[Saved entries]
········
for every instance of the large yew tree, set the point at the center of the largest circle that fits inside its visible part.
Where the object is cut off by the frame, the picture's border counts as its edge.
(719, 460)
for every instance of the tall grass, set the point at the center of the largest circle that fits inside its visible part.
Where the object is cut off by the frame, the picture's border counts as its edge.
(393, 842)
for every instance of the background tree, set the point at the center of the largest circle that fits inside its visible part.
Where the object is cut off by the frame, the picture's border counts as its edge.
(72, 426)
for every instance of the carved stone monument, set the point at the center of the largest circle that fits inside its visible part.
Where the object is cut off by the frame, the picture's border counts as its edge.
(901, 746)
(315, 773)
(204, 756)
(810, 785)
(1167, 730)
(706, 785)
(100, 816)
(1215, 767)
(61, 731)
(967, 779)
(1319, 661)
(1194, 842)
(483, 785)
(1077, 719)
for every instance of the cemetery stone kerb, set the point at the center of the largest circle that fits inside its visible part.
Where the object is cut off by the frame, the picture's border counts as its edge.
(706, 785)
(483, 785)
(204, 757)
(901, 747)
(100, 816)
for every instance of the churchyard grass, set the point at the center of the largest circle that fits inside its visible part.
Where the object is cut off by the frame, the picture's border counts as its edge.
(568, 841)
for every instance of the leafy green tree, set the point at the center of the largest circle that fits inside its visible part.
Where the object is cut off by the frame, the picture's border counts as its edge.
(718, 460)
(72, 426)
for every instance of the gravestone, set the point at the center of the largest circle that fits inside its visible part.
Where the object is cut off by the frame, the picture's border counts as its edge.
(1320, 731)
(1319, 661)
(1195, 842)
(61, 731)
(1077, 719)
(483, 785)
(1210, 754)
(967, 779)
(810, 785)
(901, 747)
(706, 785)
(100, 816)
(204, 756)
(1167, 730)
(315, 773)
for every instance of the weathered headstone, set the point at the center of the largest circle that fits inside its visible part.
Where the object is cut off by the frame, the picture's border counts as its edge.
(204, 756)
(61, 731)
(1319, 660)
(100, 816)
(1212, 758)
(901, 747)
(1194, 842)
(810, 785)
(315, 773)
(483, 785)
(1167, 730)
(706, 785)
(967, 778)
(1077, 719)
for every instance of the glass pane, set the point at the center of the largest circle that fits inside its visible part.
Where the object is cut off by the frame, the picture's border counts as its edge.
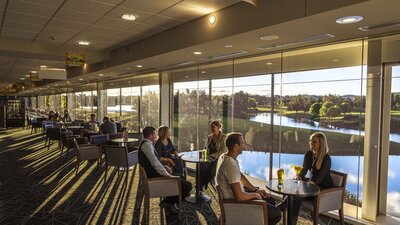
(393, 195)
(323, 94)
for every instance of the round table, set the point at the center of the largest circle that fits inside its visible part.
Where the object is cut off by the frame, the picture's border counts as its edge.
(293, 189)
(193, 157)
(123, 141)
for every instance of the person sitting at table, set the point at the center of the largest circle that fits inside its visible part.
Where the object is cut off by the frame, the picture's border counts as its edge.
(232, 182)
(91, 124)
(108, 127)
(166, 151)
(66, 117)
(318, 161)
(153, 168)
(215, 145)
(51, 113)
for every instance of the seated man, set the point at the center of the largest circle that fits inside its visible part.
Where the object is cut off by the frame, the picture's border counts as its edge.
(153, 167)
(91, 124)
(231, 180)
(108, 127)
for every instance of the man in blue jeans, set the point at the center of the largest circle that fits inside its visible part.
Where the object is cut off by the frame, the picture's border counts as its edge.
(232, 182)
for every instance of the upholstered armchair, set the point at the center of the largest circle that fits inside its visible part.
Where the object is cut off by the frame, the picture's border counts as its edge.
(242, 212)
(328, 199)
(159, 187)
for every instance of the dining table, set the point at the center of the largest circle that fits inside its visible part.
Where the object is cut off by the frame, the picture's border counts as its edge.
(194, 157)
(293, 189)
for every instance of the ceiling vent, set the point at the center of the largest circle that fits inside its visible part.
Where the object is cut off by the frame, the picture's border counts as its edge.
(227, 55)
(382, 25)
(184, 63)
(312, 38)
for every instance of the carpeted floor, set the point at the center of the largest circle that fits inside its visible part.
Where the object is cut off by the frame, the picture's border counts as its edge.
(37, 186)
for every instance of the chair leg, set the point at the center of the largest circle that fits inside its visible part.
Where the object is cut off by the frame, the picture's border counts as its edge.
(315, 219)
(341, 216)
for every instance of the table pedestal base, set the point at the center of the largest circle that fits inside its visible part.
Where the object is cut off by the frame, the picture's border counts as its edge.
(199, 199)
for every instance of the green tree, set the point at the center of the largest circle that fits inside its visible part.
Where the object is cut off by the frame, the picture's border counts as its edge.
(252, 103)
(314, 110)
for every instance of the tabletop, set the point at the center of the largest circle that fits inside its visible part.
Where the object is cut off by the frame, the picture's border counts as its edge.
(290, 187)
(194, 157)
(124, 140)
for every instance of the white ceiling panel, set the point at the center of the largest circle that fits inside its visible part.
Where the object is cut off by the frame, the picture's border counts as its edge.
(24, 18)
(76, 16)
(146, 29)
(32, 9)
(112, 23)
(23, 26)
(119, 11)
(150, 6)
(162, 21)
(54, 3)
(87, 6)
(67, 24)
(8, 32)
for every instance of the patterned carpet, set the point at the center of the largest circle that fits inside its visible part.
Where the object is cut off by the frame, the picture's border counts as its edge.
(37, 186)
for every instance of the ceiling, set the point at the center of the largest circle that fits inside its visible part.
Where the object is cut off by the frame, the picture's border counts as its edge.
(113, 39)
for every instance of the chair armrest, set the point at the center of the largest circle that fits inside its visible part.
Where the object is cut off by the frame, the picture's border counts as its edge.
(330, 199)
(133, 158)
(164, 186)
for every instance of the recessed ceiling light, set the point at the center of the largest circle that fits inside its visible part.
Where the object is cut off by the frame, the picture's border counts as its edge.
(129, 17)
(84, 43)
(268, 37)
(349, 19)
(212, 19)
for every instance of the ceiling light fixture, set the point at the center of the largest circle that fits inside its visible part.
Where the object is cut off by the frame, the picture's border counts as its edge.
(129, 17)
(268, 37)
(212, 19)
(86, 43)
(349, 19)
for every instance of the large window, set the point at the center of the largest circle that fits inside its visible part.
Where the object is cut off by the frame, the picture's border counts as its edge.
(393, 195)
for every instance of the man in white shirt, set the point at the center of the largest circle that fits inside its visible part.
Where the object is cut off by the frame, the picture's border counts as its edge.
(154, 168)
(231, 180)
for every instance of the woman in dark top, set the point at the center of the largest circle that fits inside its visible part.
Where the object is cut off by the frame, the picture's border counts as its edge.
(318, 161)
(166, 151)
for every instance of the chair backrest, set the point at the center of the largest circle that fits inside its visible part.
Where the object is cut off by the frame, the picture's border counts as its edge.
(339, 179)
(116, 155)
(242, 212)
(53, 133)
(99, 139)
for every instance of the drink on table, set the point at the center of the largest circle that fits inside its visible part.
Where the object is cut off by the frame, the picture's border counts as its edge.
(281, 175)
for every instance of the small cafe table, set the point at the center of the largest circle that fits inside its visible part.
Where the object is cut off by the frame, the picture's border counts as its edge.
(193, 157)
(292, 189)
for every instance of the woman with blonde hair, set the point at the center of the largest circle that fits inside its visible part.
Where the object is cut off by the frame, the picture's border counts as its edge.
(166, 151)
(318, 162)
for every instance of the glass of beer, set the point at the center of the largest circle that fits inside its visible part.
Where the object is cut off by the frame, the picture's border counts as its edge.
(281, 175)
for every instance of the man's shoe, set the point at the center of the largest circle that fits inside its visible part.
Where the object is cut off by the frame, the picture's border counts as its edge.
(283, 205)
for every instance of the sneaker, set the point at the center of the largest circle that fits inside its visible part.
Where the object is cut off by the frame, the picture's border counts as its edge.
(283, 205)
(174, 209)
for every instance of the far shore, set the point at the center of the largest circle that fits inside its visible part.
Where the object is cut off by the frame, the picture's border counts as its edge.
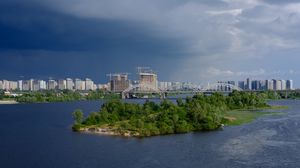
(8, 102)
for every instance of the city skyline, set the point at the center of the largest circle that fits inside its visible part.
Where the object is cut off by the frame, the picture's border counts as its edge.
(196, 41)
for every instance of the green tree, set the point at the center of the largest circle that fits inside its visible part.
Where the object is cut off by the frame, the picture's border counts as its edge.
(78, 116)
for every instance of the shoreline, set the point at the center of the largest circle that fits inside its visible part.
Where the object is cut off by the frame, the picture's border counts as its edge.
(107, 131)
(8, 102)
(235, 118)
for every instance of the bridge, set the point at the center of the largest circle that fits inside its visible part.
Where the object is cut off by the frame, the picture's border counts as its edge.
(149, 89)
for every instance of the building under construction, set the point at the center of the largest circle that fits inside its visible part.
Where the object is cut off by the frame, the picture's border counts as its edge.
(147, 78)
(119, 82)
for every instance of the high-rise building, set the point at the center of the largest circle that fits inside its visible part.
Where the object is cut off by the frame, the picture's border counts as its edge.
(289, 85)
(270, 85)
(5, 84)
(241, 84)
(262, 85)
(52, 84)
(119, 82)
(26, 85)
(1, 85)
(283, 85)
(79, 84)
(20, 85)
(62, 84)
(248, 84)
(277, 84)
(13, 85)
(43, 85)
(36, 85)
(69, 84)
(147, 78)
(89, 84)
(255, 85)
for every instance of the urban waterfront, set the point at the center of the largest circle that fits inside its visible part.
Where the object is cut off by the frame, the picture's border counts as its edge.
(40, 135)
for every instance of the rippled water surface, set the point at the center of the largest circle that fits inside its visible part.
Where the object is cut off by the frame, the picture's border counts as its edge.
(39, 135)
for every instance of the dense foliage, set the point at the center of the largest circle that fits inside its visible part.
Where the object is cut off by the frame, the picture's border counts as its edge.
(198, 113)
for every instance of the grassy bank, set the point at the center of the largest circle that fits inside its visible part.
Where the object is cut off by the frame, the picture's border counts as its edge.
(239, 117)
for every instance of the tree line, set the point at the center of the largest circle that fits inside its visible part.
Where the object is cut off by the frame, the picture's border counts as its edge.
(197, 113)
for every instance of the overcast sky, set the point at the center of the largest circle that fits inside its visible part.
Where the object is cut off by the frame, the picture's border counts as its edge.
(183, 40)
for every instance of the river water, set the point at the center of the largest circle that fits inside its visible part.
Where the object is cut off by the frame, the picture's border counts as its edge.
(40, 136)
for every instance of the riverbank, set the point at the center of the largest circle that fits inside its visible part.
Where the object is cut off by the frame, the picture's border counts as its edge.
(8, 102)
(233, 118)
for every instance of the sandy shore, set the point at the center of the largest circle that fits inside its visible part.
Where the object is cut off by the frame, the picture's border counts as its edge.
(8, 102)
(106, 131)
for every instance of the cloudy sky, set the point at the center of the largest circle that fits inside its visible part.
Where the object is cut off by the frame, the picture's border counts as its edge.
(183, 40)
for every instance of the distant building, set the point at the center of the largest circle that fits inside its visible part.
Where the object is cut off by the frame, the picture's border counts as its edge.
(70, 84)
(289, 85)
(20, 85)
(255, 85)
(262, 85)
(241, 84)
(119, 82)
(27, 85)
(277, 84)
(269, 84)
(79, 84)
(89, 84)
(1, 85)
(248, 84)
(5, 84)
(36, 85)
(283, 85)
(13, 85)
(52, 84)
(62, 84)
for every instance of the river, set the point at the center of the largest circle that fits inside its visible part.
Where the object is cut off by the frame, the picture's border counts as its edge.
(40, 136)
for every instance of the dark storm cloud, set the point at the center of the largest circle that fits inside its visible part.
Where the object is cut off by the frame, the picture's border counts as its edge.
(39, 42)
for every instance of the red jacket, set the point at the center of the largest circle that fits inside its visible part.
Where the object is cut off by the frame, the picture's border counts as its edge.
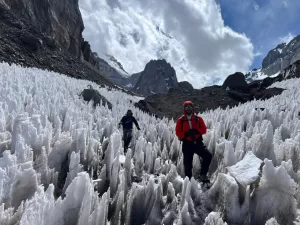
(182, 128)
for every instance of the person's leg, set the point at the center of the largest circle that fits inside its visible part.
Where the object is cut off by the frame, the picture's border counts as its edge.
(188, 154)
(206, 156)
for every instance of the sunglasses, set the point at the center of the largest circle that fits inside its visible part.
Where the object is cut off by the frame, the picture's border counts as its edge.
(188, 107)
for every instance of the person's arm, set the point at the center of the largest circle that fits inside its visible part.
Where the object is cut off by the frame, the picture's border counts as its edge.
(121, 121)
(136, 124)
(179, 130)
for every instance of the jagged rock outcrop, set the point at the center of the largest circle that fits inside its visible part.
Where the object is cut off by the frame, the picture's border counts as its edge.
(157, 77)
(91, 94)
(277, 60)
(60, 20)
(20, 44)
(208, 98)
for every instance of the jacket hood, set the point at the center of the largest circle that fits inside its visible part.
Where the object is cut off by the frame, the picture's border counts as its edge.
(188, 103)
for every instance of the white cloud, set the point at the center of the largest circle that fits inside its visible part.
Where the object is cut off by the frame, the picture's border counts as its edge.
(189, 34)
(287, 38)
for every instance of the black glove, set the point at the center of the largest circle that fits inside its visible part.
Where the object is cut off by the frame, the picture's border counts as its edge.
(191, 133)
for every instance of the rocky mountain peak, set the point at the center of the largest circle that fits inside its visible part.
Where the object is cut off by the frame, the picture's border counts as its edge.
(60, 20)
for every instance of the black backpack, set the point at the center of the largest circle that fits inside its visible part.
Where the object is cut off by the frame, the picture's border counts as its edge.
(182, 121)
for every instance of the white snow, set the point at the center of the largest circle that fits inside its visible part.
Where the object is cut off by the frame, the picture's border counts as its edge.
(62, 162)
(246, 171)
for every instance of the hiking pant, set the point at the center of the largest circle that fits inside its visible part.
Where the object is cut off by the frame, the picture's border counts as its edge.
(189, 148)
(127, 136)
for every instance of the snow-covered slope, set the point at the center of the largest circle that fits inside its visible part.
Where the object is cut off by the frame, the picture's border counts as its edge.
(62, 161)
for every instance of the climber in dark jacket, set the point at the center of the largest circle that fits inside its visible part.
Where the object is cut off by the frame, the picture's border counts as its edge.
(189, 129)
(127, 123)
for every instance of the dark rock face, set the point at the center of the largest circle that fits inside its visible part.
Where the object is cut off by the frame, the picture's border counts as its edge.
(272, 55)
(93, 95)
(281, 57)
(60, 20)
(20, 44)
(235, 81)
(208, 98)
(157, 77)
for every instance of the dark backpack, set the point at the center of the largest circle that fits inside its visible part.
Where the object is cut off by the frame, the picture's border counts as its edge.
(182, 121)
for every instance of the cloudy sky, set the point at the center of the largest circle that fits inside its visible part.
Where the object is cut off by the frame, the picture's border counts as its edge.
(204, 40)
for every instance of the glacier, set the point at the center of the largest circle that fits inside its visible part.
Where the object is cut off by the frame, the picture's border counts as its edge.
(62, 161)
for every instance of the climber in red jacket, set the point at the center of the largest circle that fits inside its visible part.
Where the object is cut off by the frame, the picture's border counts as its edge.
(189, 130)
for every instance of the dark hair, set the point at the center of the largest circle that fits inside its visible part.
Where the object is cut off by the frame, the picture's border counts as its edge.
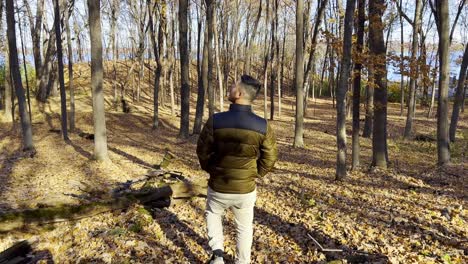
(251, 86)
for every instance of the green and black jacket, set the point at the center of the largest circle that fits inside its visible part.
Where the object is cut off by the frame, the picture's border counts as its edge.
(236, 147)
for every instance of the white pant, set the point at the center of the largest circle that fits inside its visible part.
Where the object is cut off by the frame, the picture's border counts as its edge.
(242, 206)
········
### TRY IT
From the data above, work out how many lines contain the string "backpack" and reply with only the number.

### RESULT OF THE TASK
2